_Exercise objective_:
Could you repeat every line of the material below, word for word and in the same order?
◇ ◇ ◇ ◇
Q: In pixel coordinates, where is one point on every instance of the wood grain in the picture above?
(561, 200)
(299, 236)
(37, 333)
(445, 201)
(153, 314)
◇ ◇ ◇ ◇
_Task result_:
Q: In pixel coordinates, where is one point on every instance of the wood grain in the picture above?
(561, 200)
(299, 236)
(37, 333)
(445, 201)
(153, 314)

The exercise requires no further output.